■ Direction:
Gather every line in the rows below that contains the string "cushion", and copy each of those lines. Matching is case-sensitive.

Records of labeled points
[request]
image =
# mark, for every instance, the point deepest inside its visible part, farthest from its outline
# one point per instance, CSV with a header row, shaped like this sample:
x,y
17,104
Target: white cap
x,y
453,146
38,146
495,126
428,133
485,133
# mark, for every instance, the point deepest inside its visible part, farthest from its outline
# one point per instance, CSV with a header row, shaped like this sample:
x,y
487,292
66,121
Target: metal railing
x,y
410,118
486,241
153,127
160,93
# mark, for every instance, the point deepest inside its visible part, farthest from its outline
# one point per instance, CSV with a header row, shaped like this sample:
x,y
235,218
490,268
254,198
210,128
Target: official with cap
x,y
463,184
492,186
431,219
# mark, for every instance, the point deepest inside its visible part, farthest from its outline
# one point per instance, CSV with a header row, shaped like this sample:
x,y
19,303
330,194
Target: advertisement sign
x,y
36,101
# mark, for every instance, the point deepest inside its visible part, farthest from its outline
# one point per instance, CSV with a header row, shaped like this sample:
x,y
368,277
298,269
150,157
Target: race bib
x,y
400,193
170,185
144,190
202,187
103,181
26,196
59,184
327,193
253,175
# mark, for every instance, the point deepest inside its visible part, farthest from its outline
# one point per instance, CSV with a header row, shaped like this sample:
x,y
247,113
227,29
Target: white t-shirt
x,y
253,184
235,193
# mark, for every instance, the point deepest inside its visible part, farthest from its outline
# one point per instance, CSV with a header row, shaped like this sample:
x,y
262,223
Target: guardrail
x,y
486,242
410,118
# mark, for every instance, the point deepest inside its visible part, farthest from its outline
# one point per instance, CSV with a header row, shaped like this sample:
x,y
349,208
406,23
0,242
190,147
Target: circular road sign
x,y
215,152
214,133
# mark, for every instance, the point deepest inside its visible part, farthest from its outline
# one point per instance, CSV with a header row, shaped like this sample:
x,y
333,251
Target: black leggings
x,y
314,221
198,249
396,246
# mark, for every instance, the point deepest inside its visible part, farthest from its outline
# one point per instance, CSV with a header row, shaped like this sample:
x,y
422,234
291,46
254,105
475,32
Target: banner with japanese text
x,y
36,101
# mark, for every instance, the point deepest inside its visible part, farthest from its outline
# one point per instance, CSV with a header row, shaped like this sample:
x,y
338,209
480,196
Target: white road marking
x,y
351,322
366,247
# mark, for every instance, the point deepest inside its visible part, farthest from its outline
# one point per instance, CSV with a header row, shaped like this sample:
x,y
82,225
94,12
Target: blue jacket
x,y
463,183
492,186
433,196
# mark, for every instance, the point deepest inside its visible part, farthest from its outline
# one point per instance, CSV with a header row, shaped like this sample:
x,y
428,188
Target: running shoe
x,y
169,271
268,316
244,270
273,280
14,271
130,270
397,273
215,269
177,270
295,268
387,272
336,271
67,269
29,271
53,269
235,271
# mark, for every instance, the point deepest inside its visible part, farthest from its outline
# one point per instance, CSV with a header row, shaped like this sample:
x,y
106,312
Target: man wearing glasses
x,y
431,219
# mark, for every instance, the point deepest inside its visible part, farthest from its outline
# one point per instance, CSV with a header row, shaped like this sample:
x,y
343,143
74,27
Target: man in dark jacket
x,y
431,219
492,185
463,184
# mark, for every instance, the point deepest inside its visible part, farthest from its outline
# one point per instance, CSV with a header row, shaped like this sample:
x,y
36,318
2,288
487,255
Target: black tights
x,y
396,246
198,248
--
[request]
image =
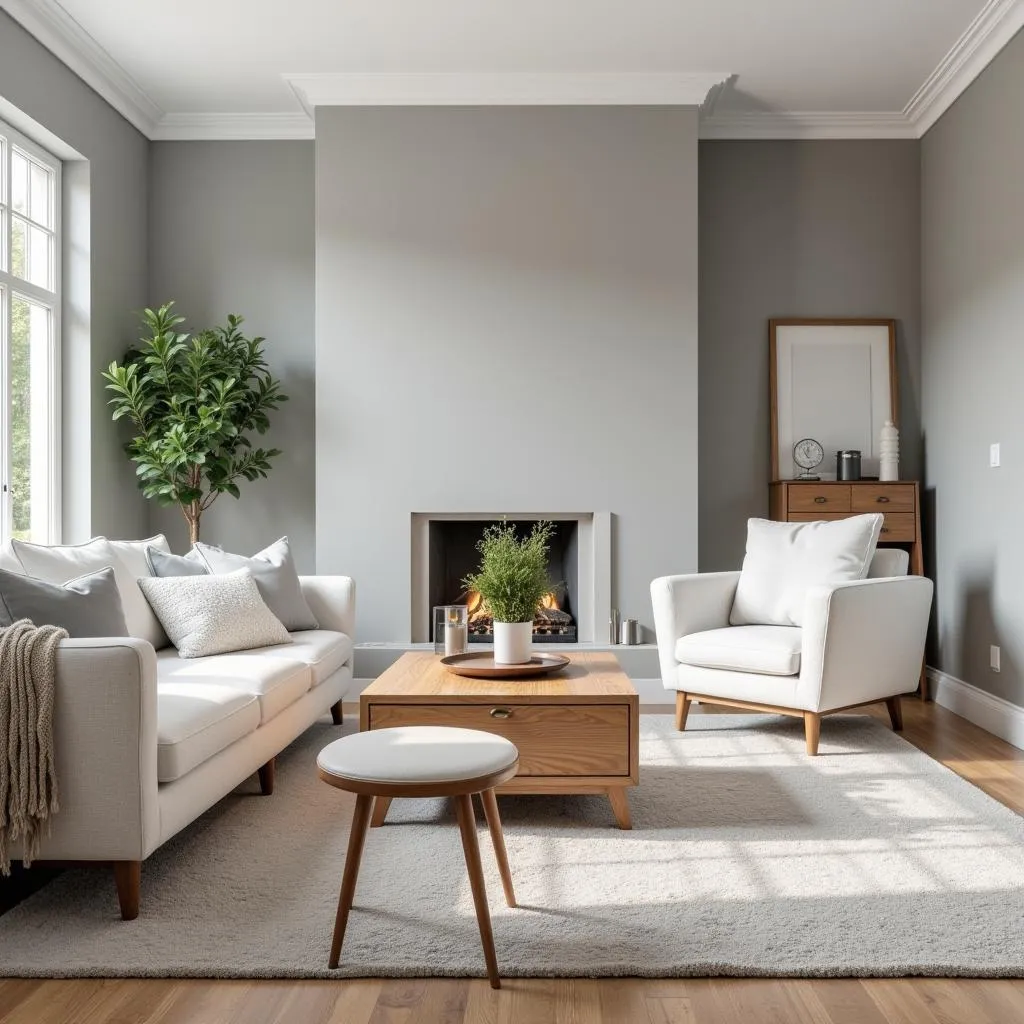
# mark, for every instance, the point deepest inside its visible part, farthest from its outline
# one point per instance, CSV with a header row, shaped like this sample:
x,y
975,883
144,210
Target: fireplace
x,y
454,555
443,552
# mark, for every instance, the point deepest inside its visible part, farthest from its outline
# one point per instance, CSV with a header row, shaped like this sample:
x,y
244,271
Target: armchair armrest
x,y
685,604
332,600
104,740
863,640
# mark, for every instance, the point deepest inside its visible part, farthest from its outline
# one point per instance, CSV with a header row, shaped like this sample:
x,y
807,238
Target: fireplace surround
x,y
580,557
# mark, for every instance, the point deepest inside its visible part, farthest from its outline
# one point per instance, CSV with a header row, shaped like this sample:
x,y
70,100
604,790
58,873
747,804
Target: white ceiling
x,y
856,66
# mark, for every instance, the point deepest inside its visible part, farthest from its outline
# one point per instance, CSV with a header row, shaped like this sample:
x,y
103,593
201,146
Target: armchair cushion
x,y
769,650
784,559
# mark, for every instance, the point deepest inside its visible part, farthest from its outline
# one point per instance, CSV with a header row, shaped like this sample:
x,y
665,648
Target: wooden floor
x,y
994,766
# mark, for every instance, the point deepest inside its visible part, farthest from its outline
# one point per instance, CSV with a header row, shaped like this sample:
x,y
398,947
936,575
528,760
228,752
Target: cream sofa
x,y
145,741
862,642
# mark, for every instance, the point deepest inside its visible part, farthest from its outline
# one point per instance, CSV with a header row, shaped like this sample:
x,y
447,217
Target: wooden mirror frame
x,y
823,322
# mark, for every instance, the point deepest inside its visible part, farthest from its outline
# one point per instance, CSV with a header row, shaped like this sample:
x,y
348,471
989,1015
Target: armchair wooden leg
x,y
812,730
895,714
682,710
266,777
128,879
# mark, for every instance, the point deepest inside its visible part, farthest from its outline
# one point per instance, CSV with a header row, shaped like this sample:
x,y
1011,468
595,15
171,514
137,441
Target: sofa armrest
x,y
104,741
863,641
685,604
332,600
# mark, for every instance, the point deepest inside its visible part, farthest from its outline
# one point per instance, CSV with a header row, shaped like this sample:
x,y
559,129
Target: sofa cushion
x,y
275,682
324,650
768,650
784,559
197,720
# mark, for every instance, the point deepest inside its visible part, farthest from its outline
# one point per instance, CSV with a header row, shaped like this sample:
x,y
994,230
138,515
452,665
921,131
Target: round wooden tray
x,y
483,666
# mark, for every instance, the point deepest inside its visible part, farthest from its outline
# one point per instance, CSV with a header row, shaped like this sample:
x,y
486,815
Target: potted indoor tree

■ Full solution:
Target: armchair cushion
Target: sofa cushion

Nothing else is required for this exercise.